TASK DESCRIPTION:
Rewrite every line of the entries below as a Markdown table with two columns, Row and Entry line. Number the rows in order and leave out blank lines.

TASK MATERIAL:
● ● ● ● ●

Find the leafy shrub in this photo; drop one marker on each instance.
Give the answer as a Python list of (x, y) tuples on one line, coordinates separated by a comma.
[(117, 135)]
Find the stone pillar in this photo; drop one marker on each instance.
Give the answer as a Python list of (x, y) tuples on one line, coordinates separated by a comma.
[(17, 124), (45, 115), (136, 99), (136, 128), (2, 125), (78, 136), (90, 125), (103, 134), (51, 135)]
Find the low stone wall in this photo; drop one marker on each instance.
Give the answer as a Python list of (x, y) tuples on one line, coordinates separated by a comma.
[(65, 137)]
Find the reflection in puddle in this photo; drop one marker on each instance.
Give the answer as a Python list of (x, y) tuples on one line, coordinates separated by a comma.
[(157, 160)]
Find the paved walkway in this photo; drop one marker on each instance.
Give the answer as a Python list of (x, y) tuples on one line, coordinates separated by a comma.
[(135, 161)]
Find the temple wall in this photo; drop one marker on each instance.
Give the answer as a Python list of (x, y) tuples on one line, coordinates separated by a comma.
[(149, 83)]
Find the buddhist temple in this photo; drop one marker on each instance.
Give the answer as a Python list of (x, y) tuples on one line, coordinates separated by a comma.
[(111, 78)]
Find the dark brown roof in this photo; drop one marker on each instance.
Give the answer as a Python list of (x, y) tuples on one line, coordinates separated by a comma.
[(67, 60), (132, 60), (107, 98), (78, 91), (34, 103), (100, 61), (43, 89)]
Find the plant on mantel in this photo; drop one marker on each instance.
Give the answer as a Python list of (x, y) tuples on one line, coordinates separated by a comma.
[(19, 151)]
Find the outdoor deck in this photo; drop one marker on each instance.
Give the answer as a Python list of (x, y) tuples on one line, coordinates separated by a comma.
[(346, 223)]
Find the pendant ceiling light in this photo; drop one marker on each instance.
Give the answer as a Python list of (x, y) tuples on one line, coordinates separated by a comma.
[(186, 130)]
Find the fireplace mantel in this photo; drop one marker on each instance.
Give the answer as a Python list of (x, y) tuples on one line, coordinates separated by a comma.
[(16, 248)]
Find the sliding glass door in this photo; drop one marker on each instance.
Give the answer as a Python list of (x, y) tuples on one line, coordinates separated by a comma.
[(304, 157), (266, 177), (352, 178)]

● ● ● ● ●

WORKED ANSWER:
| Row | Entry line |
|---|---|
| 1 | Find the leafy shrub in this photo; drop one marker on each instance. |
| 2 | Give the answer as a Python list of (x, y) tuples on one line, coordinates separated by a comma. |
| 3 | [(117, 135)] |
| 4 | Find the stone pillar in this photo; drop one marker on each instance. |
| 5 | Give the answer as a Python list of (x, y) tuples on one line, coordinates separated by a comma. |
| 6 | [(17, 124), (45, 115), (136, 99), (136, 128), (2, 125), (78, 136), (90, 125), (103, 134), (51, 135)] |
| 7 | Find the low stone wall in this photo; drop one marker on each instance. |
| 8 | Give the answer as a Python list of (x, y) tuples on one line, coordinates separated by a comma. |
| 9 | [(65, 137)] |
| 10 | Find the reflection in puddle in this photo; drop one marker on each instance. |
| 11 | Give the answer as a Python list of (x, y) tuples on one line, coordinates separated by a comma. |
| 12 | [(157, 160)] |
| 13 | Find the paved walkway in this photo; drop one marker on each instance. |
| 14 | Give the answer as a Python list of (x, y) tuples on one line, coordinates separated by a comma. |
| 15 | [(135, 161)] |
| 16 | Find the temple wall in this photo; drop one marker on each instance. |
| 17 | Give the answer as a Python list of (x, y) tuples on one line, coordinates separated by a comma. |
| 18 | [(149, 83)] |
| 19 | Find the buddhist temple in this photo; drop one marker on each instance. |
| 20 | Give the answer as a Python list of (x, y) tuples on one line, coordinates separated by a comma. |
| 21 | [(111, 78)] |
| 22 | Find the dark brown roof in this photo; drop one marker on each instance. |
| 23 | Give the answer as a Python list of (x, y) tuples on one line, coordinates separated by a comma. |
| 24 | [(67, 60), (132, 60), (107, 98), (78, 91), (34, 103), (100, 61), (43, 89)] |
| 25 | Find the plant on mantel in this photo; drop one marker on each instance. |
| 26 | Give the answer as a Python list of (x, y) tuples on one line, coordinates separated by a comma. |
| 27 | [(19, 151)] |
| 28 | Find the outdoor deck in this photo; drop one marker on each instance. |
| 29 | Give the answer as a Python list of (x, y) tuples on one line, coordinates separated by a comma. |
| 30 | [(346, 223)] |
| 31 | Find the pendant ceiling light in this photo; drop one marker on each instance. |
| 32 | Give the answer as a Python list of (x, y) tuples on one line, coordinates separated by a comma. |
| 33 | [(186, 130)] |
| 34 | Find the fireplace mantel in this photo; drop one marker on each instance. |
| 35 | Give the answer as a Python list of (x, y) tuples on one line, coordinates separated by a comma. |
| 36 | [(16, 248)] |
| 37 | Find the sliding glass door in this photo; drop one marker on each instance. |
| 38 | Give the answer as a Python list of (x, y) tuples on one line, coordinates separated by a comma. |
| 39 | [(304, 157), (266, 177), (352, 178)] |